• _Excerpts of pointing data_
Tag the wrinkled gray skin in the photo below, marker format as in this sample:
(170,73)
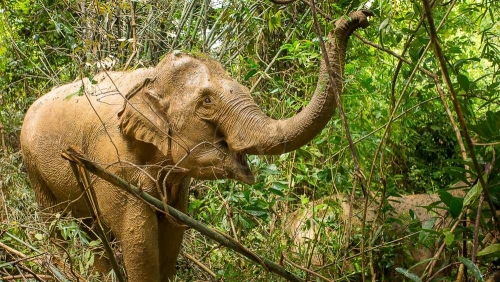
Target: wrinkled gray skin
(186,114)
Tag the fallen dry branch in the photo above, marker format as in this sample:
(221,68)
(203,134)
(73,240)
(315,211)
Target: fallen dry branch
(39,259)
(74,155)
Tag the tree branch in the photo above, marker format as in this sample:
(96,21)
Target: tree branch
(440,58)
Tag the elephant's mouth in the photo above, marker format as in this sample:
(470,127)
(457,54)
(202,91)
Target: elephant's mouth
(237,165)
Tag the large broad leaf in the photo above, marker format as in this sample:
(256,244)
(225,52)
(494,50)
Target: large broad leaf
(493,249)
(472,267)
(473,194)
(488,128)
(410,275)
(456,206)
(463,80)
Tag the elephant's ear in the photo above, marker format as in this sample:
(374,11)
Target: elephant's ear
(143,116)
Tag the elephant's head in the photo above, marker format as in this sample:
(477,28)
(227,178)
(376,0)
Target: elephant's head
(206,122)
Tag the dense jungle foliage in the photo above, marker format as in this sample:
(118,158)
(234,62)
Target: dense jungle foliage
(416,130)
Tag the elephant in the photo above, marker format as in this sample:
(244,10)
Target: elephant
(158,128)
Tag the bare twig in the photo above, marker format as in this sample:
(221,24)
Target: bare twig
(285,258)
(85,187)
(4,147)
(358,173)
(221,238)
(199,264)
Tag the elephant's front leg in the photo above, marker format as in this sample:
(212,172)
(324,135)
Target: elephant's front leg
(135,225)
(170,234)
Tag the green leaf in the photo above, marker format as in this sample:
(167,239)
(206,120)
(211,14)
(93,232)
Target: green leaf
(472,267)
(445,197)
(383,24)
(94,243)
(463,81)
(408,274)
(77,93)
(473,194)
(455,207)
(493,249)
(251,73)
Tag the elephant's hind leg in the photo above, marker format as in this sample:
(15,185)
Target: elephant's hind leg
(170,234)
(46,200)
(135,226)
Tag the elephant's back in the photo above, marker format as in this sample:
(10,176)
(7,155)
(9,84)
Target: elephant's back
(64,117)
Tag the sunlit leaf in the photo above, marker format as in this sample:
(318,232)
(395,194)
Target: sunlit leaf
(472,267)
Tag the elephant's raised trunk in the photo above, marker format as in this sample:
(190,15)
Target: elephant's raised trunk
(266,136)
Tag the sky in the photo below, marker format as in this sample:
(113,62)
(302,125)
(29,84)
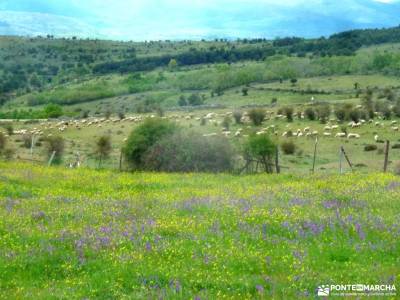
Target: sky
(193,19)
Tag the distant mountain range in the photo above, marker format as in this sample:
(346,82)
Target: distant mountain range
(34,24)
(179,19)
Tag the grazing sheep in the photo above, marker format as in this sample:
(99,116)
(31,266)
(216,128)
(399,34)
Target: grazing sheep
(353,136)
(340,134)
(209,134)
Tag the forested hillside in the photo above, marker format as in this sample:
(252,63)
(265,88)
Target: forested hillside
(35,64)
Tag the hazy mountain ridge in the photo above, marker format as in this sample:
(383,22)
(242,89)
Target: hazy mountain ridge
(34,24)
(147,20)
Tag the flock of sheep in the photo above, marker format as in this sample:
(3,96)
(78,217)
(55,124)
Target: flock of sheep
(330,130)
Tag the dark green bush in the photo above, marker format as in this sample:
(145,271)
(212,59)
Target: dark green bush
(53,111)
(370,148)
(288,147)
(260,148)
(288,111)
(310,114)
(237,115)
(257,116)
(143,138)
(189,152)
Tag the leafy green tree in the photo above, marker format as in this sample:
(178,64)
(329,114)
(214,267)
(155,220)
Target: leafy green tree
(144,137)
(53,111)
(182,101)
(257,116)
(289,113)
(261,148)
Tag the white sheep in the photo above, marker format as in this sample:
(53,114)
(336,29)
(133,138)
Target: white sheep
(340,134)
(353,136)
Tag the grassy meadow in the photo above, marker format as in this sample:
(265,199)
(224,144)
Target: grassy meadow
(74,234)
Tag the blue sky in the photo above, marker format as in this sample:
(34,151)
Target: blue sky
(194,19)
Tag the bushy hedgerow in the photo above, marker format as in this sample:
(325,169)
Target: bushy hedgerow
(257,116)
(143,138)
(188,151)
(288,147)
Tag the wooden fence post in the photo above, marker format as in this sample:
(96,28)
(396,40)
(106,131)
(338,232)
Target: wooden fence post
(278,169)
(51,158)
(315,154)
(120,161)
(386,156)
(347,158)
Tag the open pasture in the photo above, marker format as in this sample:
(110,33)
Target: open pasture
(98,234)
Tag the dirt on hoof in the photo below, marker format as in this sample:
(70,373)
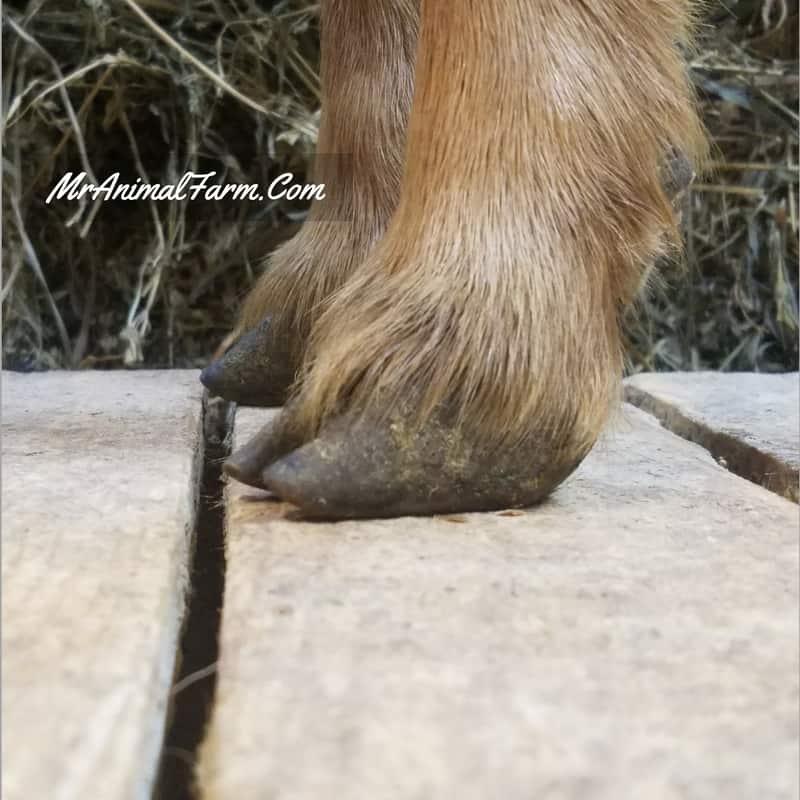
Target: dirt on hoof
(256,371)
(358,467)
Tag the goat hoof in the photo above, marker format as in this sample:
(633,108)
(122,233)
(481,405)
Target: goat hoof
(275,440)
(256,371)
(366,468)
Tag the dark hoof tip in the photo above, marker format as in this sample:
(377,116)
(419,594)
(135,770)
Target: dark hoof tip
(244,471)
(211,378)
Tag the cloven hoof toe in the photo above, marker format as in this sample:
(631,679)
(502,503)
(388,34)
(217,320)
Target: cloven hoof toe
(357,468)
(256,371)
(275,440)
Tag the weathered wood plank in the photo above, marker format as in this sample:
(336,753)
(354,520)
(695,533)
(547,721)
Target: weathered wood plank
(749,421)
(99,492)
(634,637)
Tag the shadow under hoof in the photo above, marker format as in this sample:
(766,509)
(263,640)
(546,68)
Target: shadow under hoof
(256,371)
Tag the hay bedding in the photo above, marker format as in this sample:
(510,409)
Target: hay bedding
(154,88)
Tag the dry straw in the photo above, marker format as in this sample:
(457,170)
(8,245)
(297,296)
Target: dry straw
(154,88)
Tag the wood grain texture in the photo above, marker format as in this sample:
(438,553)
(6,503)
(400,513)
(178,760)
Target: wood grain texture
(635,636)
(748,421)
(99,495)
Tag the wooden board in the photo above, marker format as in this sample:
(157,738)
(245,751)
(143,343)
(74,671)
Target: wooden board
(634,637)
(748,421)
(98,496)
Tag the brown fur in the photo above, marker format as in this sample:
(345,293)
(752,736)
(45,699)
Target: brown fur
(531,203)
(367,75)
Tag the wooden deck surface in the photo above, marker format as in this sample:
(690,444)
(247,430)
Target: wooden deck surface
(635,636)
(98,503)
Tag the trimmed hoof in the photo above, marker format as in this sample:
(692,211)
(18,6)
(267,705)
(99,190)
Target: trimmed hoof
(275,440)
(357,468)
(256,371)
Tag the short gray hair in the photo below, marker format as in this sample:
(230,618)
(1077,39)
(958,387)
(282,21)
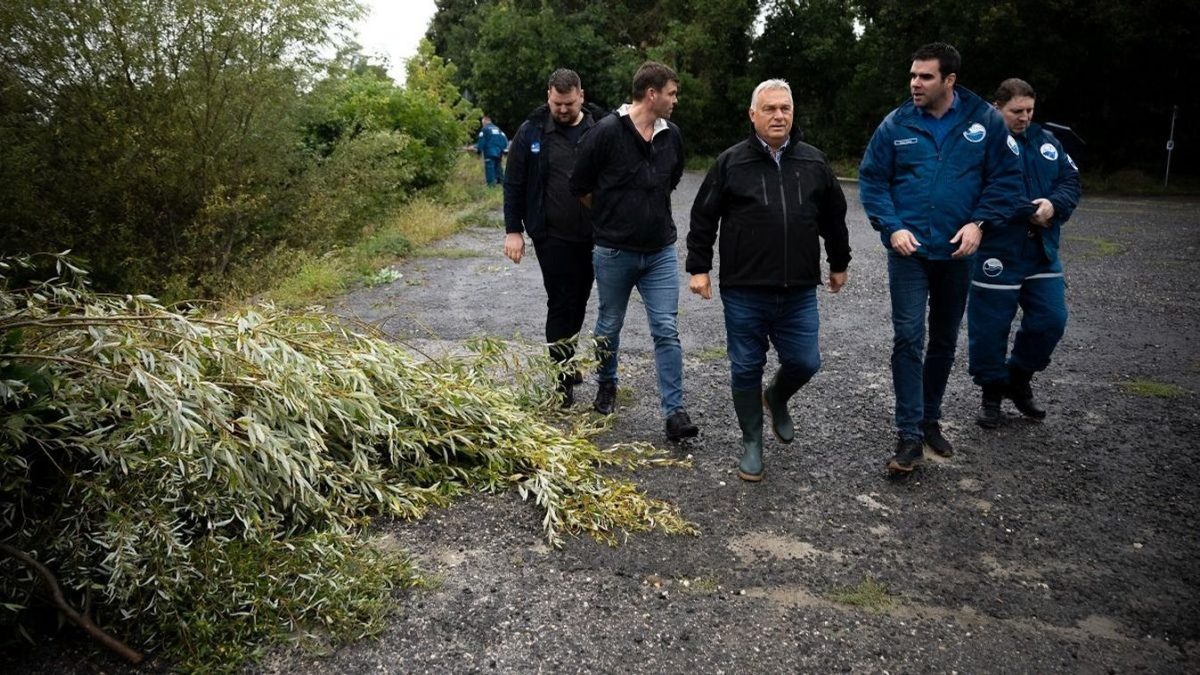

• _Goal_
Extract every line of the records above that contains the word "flock".

• _Exercise solution_
Tag the flock of sheep in the photo above, marker format as in this sample:
Target: flock of sheep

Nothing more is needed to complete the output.